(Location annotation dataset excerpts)
____________________
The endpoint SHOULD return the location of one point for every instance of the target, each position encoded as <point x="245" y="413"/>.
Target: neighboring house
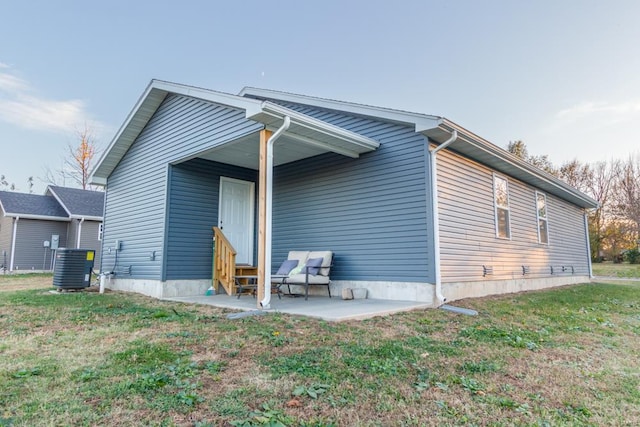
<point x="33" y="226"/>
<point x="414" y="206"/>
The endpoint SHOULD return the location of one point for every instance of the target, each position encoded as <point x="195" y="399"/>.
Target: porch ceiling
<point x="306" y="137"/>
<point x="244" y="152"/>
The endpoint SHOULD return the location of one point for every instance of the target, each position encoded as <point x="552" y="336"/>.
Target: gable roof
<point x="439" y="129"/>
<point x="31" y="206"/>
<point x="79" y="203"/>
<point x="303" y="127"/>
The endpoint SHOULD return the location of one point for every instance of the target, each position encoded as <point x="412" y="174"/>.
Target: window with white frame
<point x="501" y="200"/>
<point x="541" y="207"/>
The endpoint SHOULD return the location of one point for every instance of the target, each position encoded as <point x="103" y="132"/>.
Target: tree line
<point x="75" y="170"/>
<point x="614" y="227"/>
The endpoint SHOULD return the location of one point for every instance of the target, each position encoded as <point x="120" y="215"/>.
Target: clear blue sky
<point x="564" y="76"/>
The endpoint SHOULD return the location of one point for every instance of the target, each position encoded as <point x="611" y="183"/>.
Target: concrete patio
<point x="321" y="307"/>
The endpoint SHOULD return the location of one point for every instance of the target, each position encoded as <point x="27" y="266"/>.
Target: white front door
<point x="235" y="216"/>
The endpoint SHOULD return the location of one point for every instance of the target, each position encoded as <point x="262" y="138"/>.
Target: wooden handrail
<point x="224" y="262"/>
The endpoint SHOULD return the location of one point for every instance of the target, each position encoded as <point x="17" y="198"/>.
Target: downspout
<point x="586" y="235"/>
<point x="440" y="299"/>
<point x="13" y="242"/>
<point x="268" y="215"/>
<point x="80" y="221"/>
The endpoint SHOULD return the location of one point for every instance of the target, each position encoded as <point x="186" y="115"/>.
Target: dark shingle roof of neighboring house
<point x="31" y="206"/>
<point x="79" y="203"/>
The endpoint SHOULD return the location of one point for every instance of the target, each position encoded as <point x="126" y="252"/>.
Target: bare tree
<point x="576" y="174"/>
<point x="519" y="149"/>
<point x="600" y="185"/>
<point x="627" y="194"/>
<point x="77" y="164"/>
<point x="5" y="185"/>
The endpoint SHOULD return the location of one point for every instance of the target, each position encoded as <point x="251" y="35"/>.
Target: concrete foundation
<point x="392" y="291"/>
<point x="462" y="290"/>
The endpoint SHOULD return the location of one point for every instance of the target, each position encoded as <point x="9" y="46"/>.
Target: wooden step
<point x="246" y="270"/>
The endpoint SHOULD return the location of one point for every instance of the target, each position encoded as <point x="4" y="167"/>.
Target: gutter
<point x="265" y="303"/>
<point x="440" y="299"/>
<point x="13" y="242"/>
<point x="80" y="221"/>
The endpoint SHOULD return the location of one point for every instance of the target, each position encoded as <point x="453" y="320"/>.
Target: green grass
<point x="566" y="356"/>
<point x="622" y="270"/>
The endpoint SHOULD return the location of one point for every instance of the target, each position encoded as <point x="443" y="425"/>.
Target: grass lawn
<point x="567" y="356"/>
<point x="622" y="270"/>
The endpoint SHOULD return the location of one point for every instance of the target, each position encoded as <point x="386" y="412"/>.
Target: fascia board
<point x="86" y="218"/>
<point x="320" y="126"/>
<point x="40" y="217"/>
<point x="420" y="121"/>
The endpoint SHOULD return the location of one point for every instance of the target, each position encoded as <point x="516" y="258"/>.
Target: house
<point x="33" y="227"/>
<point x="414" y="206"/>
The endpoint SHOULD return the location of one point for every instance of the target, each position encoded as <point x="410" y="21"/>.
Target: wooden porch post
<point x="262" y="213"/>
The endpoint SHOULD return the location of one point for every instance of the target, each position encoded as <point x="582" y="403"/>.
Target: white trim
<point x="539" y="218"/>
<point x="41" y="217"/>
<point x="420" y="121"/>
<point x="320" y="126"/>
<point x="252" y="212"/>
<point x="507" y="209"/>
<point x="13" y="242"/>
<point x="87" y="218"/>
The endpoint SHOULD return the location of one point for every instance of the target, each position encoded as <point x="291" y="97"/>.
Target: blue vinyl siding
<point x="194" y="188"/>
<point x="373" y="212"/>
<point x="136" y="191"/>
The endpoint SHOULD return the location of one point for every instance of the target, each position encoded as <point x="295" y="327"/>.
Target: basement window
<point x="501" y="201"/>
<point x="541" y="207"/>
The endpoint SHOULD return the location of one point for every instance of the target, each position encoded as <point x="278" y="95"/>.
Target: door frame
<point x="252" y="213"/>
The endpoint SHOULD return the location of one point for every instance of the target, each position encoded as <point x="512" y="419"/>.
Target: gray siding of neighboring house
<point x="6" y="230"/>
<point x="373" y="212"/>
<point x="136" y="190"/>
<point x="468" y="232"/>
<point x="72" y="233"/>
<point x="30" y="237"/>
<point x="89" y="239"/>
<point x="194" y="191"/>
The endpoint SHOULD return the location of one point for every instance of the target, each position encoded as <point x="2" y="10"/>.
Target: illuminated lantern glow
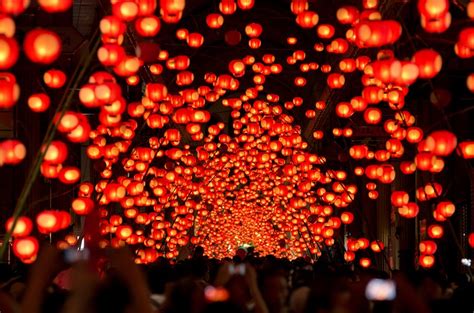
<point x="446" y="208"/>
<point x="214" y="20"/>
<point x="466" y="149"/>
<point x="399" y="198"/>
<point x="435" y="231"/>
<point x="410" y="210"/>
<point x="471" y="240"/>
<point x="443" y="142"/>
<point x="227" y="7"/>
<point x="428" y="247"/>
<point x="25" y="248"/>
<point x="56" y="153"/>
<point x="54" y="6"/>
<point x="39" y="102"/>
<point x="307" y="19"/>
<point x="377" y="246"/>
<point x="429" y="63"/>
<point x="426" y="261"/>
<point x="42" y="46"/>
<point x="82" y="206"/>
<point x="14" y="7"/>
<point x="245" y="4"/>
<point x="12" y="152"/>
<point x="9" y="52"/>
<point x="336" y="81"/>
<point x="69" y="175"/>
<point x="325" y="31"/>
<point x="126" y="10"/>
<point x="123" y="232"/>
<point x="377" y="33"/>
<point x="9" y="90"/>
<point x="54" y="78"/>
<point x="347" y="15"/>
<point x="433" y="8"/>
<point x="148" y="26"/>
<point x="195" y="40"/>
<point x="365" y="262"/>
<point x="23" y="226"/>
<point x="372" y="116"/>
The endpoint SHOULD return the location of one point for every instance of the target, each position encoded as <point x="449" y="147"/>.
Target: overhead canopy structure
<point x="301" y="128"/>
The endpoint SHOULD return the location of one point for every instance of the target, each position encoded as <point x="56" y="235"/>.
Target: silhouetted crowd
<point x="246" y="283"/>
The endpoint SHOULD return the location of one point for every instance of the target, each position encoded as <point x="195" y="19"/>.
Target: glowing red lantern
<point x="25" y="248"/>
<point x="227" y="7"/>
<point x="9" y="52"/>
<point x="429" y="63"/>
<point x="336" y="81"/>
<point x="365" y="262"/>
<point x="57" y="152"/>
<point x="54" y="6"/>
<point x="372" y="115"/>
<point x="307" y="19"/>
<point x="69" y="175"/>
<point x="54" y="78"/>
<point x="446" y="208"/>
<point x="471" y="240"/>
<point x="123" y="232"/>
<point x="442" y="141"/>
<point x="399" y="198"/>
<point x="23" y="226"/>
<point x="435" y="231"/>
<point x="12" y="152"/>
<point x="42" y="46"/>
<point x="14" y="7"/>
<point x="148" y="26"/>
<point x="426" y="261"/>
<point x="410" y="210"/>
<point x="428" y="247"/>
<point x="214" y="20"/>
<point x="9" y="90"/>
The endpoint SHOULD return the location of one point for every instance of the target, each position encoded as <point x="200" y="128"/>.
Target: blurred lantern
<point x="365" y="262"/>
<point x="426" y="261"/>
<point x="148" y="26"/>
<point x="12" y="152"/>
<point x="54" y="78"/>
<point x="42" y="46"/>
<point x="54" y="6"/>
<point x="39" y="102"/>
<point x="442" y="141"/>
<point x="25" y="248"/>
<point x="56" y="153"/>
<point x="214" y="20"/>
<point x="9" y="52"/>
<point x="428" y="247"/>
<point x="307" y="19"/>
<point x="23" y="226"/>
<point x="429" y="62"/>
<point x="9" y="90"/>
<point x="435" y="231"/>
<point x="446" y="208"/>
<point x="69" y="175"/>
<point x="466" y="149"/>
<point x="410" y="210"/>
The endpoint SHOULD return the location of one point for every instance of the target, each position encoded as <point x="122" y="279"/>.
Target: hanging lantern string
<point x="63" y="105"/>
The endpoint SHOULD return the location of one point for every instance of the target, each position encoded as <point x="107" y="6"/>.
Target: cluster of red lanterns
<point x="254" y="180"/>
____________________
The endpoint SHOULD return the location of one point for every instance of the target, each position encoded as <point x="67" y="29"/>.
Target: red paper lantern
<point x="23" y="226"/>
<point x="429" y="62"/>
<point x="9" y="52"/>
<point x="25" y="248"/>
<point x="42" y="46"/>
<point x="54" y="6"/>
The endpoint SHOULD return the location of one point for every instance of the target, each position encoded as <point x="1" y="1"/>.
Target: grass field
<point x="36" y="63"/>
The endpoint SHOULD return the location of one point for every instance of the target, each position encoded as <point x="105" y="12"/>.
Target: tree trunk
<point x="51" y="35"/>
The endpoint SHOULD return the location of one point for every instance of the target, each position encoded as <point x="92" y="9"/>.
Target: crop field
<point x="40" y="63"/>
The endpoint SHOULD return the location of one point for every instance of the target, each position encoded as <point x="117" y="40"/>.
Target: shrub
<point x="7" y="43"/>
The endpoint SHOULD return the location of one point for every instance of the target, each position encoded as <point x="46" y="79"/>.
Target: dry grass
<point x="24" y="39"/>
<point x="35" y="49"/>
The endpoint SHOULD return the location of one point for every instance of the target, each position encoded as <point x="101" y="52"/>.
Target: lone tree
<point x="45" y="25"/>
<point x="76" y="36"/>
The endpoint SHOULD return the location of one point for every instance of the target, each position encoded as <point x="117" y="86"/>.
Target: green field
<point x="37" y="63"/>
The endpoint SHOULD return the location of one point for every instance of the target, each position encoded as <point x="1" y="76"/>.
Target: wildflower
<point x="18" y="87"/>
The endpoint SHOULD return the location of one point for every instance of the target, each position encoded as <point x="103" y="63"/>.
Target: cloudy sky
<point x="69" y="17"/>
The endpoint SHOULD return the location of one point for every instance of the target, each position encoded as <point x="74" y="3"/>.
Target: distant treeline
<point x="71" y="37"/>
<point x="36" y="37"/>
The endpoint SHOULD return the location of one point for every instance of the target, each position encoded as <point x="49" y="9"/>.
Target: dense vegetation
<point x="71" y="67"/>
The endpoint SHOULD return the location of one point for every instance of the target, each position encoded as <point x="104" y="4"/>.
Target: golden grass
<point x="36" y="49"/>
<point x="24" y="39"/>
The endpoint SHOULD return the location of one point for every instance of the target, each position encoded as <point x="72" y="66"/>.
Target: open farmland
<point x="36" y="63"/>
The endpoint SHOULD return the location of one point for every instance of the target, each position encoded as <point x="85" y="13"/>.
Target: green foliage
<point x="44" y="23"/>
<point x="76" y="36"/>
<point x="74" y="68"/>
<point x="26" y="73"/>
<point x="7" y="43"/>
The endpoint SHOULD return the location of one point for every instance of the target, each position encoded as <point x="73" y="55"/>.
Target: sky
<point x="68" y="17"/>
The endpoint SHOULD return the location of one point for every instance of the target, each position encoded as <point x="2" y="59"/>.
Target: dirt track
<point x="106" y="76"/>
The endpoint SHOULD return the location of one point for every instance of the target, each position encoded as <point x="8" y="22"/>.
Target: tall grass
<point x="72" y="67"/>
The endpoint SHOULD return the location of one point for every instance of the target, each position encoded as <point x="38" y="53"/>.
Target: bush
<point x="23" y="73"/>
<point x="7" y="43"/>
____________________
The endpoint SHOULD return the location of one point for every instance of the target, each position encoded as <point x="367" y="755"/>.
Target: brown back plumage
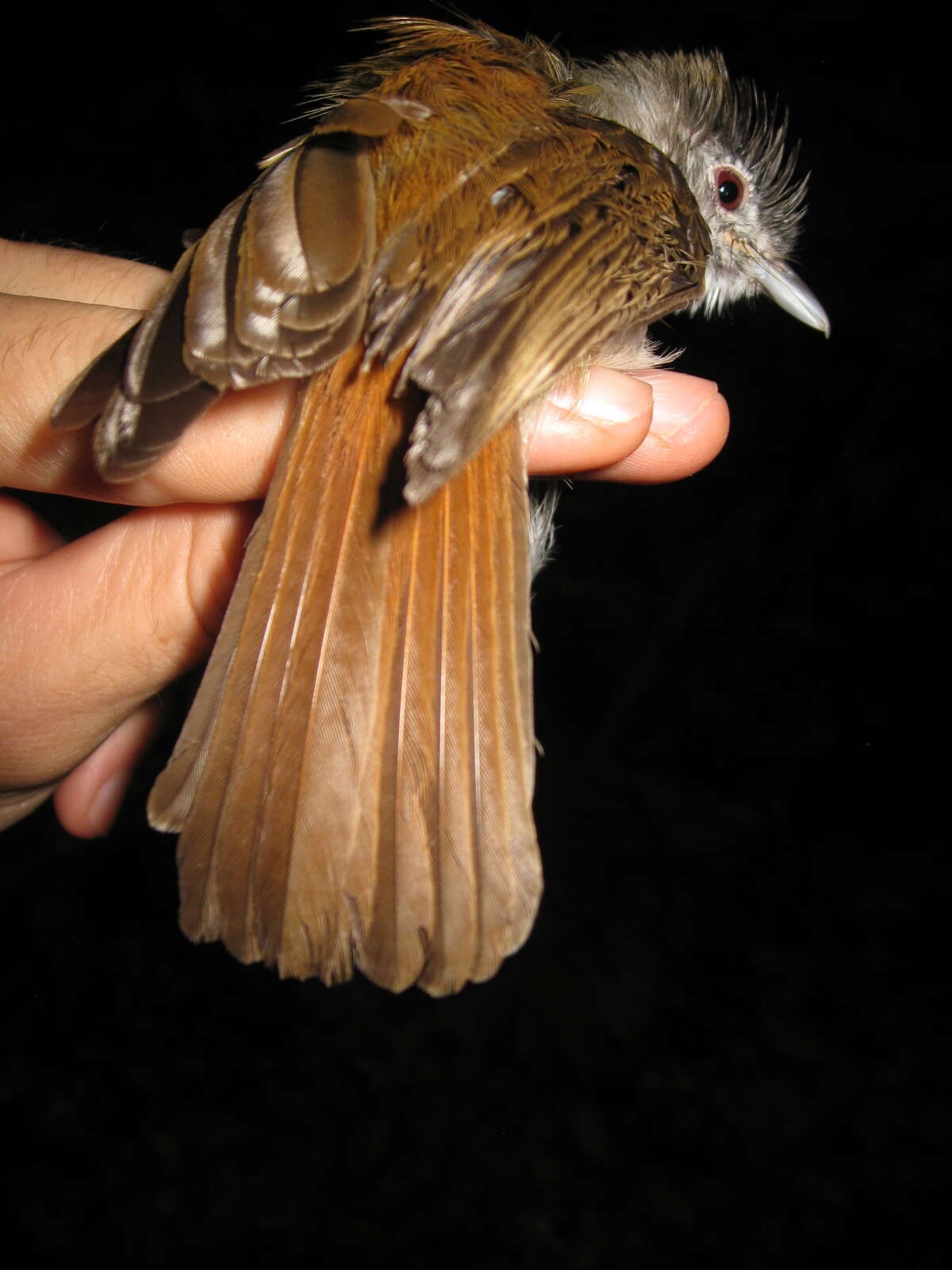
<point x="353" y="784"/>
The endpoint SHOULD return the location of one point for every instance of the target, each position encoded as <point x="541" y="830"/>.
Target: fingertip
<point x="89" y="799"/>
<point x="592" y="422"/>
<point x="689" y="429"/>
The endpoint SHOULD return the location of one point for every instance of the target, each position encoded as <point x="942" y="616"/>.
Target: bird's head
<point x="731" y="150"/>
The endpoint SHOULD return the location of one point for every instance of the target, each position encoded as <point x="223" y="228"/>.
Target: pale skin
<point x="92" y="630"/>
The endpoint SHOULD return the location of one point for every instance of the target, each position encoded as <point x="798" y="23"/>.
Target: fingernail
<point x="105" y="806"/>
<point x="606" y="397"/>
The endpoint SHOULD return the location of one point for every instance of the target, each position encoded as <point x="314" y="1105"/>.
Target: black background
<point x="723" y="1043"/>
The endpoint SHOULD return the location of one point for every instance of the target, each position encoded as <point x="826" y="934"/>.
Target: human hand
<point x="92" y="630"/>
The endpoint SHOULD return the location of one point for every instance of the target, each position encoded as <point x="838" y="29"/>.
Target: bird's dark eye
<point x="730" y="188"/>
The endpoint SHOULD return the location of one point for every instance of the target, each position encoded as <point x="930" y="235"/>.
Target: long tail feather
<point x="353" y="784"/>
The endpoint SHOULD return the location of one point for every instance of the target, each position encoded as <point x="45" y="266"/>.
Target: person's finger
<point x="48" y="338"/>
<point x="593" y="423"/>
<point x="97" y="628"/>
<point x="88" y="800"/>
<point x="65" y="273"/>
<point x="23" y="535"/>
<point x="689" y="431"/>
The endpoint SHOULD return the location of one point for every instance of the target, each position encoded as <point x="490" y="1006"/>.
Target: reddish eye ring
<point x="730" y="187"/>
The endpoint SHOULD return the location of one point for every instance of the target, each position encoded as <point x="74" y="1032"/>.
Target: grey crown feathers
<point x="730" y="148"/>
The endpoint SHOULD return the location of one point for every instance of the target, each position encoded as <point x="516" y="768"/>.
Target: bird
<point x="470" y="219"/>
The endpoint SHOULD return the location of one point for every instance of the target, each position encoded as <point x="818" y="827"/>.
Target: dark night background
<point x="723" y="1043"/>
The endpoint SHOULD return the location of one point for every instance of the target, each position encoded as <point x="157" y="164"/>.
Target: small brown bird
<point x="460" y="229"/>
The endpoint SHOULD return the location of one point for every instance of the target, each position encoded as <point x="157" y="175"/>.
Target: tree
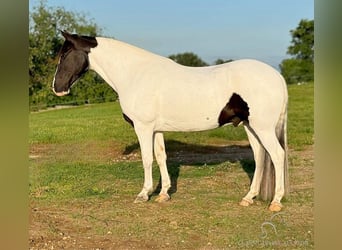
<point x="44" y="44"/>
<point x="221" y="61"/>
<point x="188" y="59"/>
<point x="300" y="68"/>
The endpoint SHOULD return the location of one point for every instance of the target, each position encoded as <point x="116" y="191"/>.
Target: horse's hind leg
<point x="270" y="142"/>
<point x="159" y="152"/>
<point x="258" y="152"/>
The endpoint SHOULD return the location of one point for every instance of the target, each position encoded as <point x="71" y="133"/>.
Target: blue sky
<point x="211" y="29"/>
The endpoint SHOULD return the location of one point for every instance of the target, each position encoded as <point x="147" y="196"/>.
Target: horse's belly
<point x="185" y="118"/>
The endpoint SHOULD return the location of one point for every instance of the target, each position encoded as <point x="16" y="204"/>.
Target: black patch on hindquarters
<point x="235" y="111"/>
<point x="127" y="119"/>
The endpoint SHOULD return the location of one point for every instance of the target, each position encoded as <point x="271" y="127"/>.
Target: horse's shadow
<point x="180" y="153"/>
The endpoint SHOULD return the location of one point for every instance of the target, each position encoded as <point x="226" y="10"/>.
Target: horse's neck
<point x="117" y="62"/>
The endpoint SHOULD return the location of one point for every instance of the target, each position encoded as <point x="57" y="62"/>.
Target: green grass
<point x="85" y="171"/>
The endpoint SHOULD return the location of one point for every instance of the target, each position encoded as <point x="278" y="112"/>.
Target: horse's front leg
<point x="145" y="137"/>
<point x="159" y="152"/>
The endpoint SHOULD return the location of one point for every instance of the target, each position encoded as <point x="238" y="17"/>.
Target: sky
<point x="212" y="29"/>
____________________
- _THE EXERCISE_
Return every line of the records above that contains the string "field", treating uppercase and lowercase letters as different.

- _OUTPUT_
Target: grass field
Target: crop field
Target: green field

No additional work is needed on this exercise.